◆ **DATA FOR THIS TASK**:
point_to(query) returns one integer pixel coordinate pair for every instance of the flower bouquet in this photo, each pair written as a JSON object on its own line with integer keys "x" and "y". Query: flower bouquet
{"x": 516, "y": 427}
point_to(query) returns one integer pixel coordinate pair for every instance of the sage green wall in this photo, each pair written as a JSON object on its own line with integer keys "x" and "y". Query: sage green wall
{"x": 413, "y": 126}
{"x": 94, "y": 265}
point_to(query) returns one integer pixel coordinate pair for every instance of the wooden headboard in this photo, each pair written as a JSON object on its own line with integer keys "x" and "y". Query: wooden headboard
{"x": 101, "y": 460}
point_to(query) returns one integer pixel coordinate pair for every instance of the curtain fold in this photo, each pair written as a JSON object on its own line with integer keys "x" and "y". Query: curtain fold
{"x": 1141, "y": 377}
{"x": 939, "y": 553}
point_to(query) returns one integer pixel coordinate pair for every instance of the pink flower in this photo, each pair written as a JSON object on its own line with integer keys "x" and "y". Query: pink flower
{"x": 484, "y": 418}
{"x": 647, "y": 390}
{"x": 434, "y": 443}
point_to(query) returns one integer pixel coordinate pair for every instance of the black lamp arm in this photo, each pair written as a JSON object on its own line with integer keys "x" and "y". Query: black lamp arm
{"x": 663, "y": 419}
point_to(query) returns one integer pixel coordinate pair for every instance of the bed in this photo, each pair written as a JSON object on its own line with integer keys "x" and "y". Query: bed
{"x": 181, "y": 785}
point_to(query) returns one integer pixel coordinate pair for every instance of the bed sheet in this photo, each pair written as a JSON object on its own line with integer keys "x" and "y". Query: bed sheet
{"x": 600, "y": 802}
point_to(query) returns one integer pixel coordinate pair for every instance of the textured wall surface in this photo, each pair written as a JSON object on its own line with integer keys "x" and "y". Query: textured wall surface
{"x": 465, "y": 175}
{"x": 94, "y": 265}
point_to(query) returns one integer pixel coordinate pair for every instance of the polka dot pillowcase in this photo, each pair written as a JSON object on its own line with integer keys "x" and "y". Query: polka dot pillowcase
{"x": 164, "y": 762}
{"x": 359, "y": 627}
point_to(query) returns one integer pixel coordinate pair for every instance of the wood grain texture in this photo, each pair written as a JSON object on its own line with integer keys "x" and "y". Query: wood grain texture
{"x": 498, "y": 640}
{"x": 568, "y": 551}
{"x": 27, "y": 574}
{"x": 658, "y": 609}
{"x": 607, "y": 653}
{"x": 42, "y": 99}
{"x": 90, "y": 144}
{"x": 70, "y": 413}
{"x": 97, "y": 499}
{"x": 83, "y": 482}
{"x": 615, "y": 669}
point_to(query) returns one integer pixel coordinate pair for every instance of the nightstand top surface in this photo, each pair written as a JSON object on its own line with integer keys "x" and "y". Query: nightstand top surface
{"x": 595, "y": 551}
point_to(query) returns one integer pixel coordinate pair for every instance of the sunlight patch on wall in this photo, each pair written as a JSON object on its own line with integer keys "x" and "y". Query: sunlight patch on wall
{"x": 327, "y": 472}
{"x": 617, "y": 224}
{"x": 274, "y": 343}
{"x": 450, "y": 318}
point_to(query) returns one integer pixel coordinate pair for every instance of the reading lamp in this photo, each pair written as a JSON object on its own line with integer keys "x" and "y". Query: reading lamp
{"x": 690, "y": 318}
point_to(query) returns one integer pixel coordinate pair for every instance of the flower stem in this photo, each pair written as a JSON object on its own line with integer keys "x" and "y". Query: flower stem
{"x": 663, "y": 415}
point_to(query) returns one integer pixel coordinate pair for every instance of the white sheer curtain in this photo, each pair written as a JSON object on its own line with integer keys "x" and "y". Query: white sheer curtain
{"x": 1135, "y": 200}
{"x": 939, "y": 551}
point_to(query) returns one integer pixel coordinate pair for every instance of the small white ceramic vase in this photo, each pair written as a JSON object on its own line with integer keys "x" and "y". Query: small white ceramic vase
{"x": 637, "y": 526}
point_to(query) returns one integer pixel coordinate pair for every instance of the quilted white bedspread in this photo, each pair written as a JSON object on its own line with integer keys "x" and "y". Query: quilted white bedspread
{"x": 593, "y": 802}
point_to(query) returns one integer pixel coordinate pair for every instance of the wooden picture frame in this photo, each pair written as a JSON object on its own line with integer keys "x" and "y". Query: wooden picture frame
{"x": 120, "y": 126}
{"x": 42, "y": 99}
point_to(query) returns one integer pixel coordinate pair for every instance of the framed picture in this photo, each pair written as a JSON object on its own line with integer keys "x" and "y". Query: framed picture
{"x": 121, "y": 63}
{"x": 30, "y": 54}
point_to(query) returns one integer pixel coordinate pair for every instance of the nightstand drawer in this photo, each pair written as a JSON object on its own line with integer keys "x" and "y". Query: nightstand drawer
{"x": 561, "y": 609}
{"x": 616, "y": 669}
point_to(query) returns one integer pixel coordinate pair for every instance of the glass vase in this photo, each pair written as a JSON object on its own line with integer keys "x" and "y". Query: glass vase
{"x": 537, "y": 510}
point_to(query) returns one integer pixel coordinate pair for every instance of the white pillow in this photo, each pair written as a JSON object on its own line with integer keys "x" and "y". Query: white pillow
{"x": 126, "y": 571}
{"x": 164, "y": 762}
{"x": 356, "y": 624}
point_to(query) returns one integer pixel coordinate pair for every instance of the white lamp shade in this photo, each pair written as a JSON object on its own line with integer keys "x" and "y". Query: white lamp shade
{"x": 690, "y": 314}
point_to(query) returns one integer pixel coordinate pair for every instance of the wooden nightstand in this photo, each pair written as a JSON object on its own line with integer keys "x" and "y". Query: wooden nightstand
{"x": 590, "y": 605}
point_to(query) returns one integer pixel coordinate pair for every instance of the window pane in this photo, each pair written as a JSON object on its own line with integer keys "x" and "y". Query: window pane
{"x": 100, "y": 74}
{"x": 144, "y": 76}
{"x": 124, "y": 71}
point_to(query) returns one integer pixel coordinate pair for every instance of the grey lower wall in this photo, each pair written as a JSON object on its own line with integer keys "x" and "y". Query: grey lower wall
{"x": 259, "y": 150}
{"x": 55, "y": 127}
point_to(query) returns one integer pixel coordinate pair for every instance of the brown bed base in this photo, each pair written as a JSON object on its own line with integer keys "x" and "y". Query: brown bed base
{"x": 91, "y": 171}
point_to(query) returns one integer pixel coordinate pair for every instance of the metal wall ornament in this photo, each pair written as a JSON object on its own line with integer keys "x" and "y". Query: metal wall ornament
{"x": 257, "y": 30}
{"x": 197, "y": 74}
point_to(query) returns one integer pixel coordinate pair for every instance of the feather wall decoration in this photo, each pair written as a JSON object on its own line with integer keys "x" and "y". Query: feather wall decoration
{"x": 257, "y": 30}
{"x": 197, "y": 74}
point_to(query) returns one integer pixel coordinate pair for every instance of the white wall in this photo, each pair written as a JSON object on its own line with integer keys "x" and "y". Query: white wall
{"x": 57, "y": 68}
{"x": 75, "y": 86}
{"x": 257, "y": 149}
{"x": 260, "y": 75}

◆ **EXERCISE GOAL**: Rewrite all of the items above, replacing "integer keys" with "numeric keys" wherever it occurs and leaving everything else unchanged.

◆ **RESPONSE TO THE TASK**:
point_to(query) returns one integer pixel coordinate pair for every instance of the flower bouquet in this photo, each pair written as a JSON object on its own line with numeric keys "x" and "y". Query: flower bouquet
{"x": 516, "y": 427}
point_to(query) returns one integer pixel coordinate pair for every instance of the sage green wall in this photo, each pair written as a JSON object on its own line with numeric keys "x" and "y". Query: sage green wall
{"x": 413, "y": 126}
{"x": 94, "y": 265}
point_to(query) returns one integer pixel coordinate pair for every instance of the wooden headboard in this photo, each pair written as a JSON object on its own line with numeric keys "x" and "y". Query: wooden headboard
{"x": 101, "y": 460}
point_to(query) returns one integer pixel coordinate pair for every instance of the curtain fold in this photo, each pair written as a JSON object on its own line with numeric keys "x" and "y". Query: curtain fold
{"x": 1141, "y": 377}
{"x": 939, "y": 553}
point_to(query) returns one integer pixel coordinate pair for every instance of the pink flower in this photo, each pair written as a JSON object on its own line with numeric keys "x" and "y". Query: pink flower
{"x": 484, "y": 418}
{"x": 647, "y": 390}
{"x": 434, "y": 443}
point_to(query) returns one integer pixel coordinate pair for every instance of the black lamp arm in this photo, each pair written as a JSON object on its own line with numeric keys "x" and "y". Query: black lamp arm
{"x": 663, "y": 419}
point_to(query) returns one integer pixel coordinate pair for every instance of the bed in this photo, each pair written as a JSON object on its own line with numeric keys "x" and "y". Query: bed
{"x": 181, "y": 785}
point_to(query) returns one integer pixel coordinate pair for every instance of the bed sheet in this photo, each pair written as a JSON object on its own line with numeric keys "x" and "y". Query: bed sheet
{"x": 600, "y": 802}
point_to(query) returns one integer pixel coordinate pair for every instance of the textured wall surface in this photo, each pair written as a JSON object on its own line with numeric keys "x" and "y". Query: textured wall surface
{"x": 465, "y": 175}
{"x": 94, "y": 265}
point_to(query) returns one integer pixel coordinate pair for every instance of the polka dot pillowcase in this photo, each pair written as a JSON object on its own line with numeric keys "x" and "y". Query: polka dot pillowcase
{"x": 164, "y": 762}
{"x": 359, "y": 627}
point_to(query) returns one integer pixel coordinate pair for every instance of the wood grain texture in this photo, each pair written as a JSON object on its own line with numeric keys "x" and "y". Query: wood grain texture
{"x": 498, "y": 640}
{"x": 568, "y": 551}
{"x": 27, "y": 574}
{"x": 658, "y": 609}
{"x": 607, "y": 653}
{"x": 42, "y": 99}
{"x": 90, "y": 144}
{"x": 70, "y": 413}
{"x": 97, "y": 499}
{"x": 83, "y": 482}
{"x": 615, "y": 669}
point_to(query) returns one integer pixel coordinate pair for every instance of the nightstand top surface in this photo, each pair written as a JSON object on its own line with numeric keys "x" and "y". Query: nightstand top surface
{"x": 595, "y": 551}
point_to(query) returns one integer pixel coordinate pair for every instance of the sunlight patch on wall in this photo, each pair written as a JSON object on its own line with numeric keys "x" and "y". Query: sunlight patch on wall
{"x": 327, "y": 472}
{"x": 617, "y": 224}
{"x": 274, "y": 343}
{"x": 450, "y": 318}
point_to(query) returns one integer pixel coordinate pair for every instance of the reading lamp in this photo, each pair written as a JSON object on its own line with numeric keys "x" and "y". Query: reading lamp
{"x": 690, "y": 318}
point_to(query) returns one integer pixel coordinate pair for every instance of the flower stem in this photo, each pair written as a JSON object on its own line with numeric keys "x" and "y". Query: flower stem
{"x": 663, "y": 415}
point_to(query) returns one integer pixel coordinate pair for every instance of the white sheer curtain in this photo, each pair written as a JSON object on its own line with numeric keys "x" and "y". Query: white sheer curtain
{"x": 1135, "y": 200}
{"x": 939, "y": 551}
point_to(query) returns one integer pixel coordinate pair for every instance of the small white ceramic vase in this photo, each pair written as a JSON object on its own line with numeric keys "x" and "y". Query: small white ceramic vase
{"x": 637, "y": 526}
point_to(query) returns one integer pixel coordinate pair for every instance of the quilted white bedspread in this photo, each pair written as a JSON object on its own line with numeric keys "x" and "y". Query: quilted white bedspread
{"x": 593, "y": 802}
point_to(query) returns one integer pixel coordinate pair for every instance of the wooden picture frame in this photo, each pair written as a JSON object on its own line with numeric keys "x" and "y". Query: wooden picture frame
{"x": 120, "y": 126}
{"x": 42, "y": 99}
point_to(query) returns one integer pixel coordinate pair for every instance of the framed picture in this photo, each pair written as a JSON object on its own line with numeric keys "x" and "y". Query: framed picture
{"x": 121, "y": 63}
{"x": 30, "y": 54}
point_to(query) returns one integer pixel coordinate pair for every instance of the nightstand drawer in this photo, each pair written as a JSON object on its own line with numeric keys "x" and "y". Query: nightstand drawer
{"x": 561, "y": 609}
{"x": 616, "y": 669}
point_to(query) returns one integer pixel coordinate pair for every instance of the glass vase in this photo, each pair written as a JSON object on its own line with numeric keys "x" and "y". Query: glass vase
{"x": 537, "y": 510}
point_to(query) returns one integer pixel coordinate pair for every instance of the white pillow in this photo, each pair written as a JSON object on its own line with numeric keys "x" and "y". Query: white pillow
{"x": 126, "y": 571}
{"x": 164, "y": 762}
{"x": 356, "y": 624}
point_to(query) returns one integer pixel coordinate pair for every instance of the white lamp shade in this photo, each pair written as a JSON object on its own line with numeric keys "x" and "y". Query: white lamp shade
{"x": 690, "y": 314}
point_to(query) returns one integer pixel coordinate pair for every instance of the wooden nightstand in this photo, each pair written as a JSON object on its own line with numeric keys "x" and "y". Query: wooden nightstand
{"x": 590, "y": 605}
point_to(query) returns one integer pixel coordinate pair for every instance of the window pane in this photo, each pair written as a JSON object on its own line with numeric keys "x" and "y". Query: window pane
{"x": 100, "y": 74}
{"x": 144, "y": 76}
{"x": 124, "y": 71}
point_to(query) returns one integer pixel coordinate pair for every instance of the grey lower wall in this photo, each pair written as a JSON object on its own line with numeric keys "x" and "y". Query: grey lower wall
{"x": 259, "y": 150}
{"x": 55, "y": 127}
point_to(query) returns one integer pixel coordinate pair for every instance of the brown bed base in this photo, each pair written as a JSON object on its own line with numeric keys "x" and "y". Query: brown bed base
{"x": 91, "y": 171}
point_to(query) returns one integer pixel coordinate pair for every instance of the metal wall ornament in this photo, each pair written as a JSON object on its own line with numeric keys "x" and "y". Query: metal wall ornament
{"x": 257, "y": 30}
{"x": 197, "y": 74}
point_to(query) returns one integer pixel coordinate pair for every instance of the feather wall decoration in this photo, each pair written as a JSON object on its own line with numeric keys "x" and "y". Query: feather wall decoration
{"x": 257, "y": 30}
{"x": 197, "y": 74}
point_to(query) returns one integer pixel coordinate pair for every instance of the white wall in this photo, each pair written as a JSON object on its own line with numeric keys "x" and "y". Query: white wall
{"x": 57, "y": 68}
{"x": 75, "y": 86}
{"x": 257, "y": 149}
{"x": 260, "y": 75}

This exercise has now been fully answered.